START Records
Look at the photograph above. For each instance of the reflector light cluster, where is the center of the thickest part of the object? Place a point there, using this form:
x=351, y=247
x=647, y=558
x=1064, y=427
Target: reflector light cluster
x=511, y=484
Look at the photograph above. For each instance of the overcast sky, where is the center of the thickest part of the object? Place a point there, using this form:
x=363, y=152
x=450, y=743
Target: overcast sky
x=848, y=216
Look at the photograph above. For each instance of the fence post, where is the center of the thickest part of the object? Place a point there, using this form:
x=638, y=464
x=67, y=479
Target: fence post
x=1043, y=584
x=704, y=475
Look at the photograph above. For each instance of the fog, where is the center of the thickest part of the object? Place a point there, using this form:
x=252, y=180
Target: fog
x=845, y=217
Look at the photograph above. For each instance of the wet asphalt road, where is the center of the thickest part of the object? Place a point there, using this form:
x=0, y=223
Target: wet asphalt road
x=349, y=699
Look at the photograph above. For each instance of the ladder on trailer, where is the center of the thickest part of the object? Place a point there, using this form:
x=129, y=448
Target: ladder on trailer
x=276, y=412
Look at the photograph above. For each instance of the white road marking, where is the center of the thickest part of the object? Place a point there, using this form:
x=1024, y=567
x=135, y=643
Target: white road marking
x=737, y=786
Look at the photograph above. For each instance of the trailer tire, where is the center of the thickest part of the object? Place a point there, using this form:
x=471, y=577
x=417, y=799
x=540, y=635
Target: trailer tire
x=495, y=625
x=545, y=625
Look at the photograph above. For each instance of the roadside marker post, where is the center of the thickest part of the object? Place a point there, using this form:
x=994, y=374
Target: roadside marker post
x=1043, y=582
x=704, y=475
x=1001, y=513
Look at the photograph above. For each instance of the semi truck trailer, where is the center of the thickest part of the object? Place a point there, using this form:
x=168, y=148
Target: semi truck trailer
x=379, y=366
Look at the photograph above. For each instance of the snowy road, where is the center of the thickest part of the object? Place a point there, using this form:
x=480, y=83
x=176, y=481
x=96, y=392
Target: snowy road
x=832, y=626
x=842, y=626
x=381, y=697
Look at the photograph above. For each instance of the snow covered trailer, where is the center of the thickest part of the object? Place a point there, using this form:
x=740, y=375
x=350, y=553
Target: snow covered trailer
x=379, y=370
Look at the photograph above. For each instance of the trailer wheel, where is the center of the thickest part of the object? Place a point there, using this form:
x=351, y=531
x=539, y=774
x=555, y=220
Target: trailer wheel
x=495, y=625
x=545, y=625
END Records
START Records
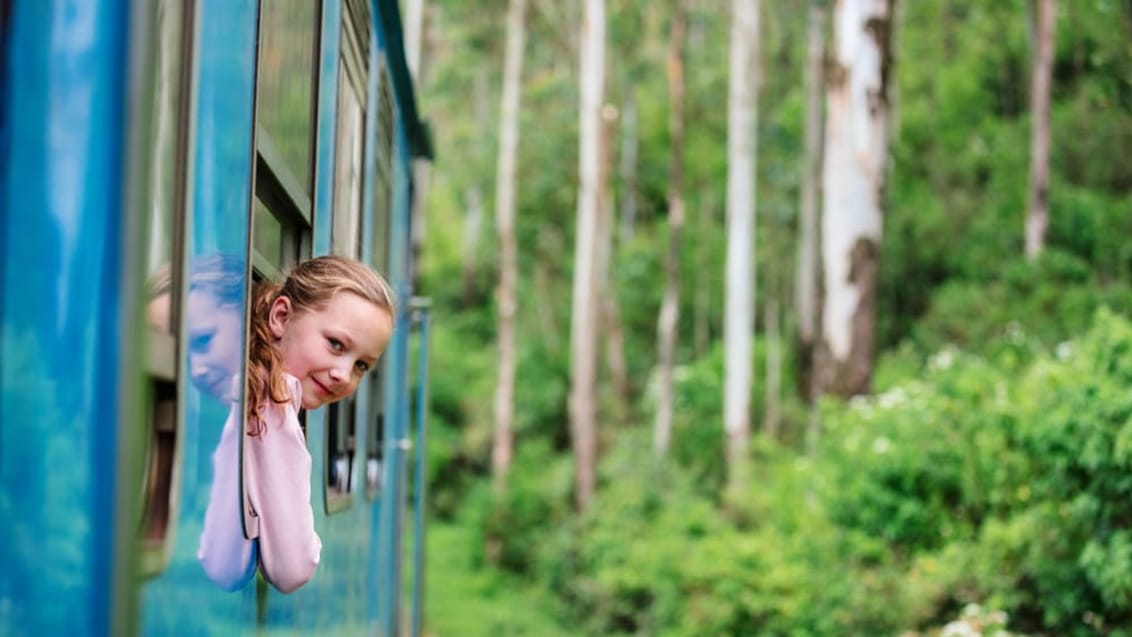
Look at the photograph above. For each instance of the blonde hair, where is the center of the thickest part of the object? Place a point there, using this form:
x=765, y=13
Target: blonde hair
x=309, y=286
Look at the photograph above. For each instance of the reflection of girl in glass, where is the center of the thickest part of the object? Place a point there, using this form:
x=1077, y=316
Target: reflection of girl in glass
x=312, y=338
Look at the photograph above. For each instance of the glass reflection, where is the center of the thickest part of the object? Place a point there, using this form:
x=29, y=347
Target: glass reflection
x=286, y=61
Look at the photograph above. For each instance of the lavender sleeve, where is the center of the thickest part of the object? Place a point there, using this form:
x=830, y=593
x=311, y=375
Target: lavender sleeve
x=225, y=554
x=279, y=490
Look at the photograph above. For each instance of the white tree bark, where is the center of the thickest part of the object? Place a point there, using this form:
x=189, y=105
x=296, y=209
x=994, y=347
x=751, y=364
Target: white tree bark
END Records
# [What to produce]
Format everything in the listing from the line containing "Look at the photograph above. For each instance of the reflector" down to the line containing "x=276, y=412" as a Markdown table with the columns Number and Record line, one row per line, skipping blank lines.

# [Task solution]
| Number | Record line |
|---|---|
| 1 | Look at the photograph above. For each instance of the reflector light cluster, where is the center of the thickest part of the object? Place a point there, using this form: |
| 2 | x=351, y=247 |
| 3 | x=647, y=558 |
| 4 | x=1064, y=427 |
| 5 | Target: reflector light cluster |
| 6 | x=511, y=484 |
| 7 | Look at the photograph above. For each instance of the overcast sky, where is the center of the thickest part of the object? Place a point there, using this form: |
| 8 | x=363, y=152 |
| 9 | x=450, y=743 |
| 10 | Target: overcast sky |
| 11 | x=848, y=216 |
| 12 | Look at the photograph above. For each instance of the fence post, where is the center of the thickest part of the object? Place a point there, using this form: |
| 13 | x=638, y=464 |
| 14 | x=67, y=479 |
| 15 | Target: fence post |
| 16 | x=1043, y=584 |
| 17 | x=704, y=475 |
| 18 | Look at the photograph above. For each instance of the fog, where is the center of the thickest part of the object? Place a point there, using this form: |
| 19 | x=252, y=180 |
| 20 | Target: fog |
| 21 | x=845, y=217 |
| 22 | Look at the photograph above. For each instance of the wet asphalt road, where is the center of the thickest part of the object? Place a point there, using this form: |
| 23 | x=0, y=223 |
| 24 | Target: wet asphalt road |
| 25 | x=349, y=699 |
| 26 | Look at the photograph above. For each instance of the ladder on trailer, where is the center of the thickest part of the object? Place a point there, using this form: |
| 27 | x=129, y=448 |
| 28 | Target: ladder on trailer |
| 29 | x=276, y=412 |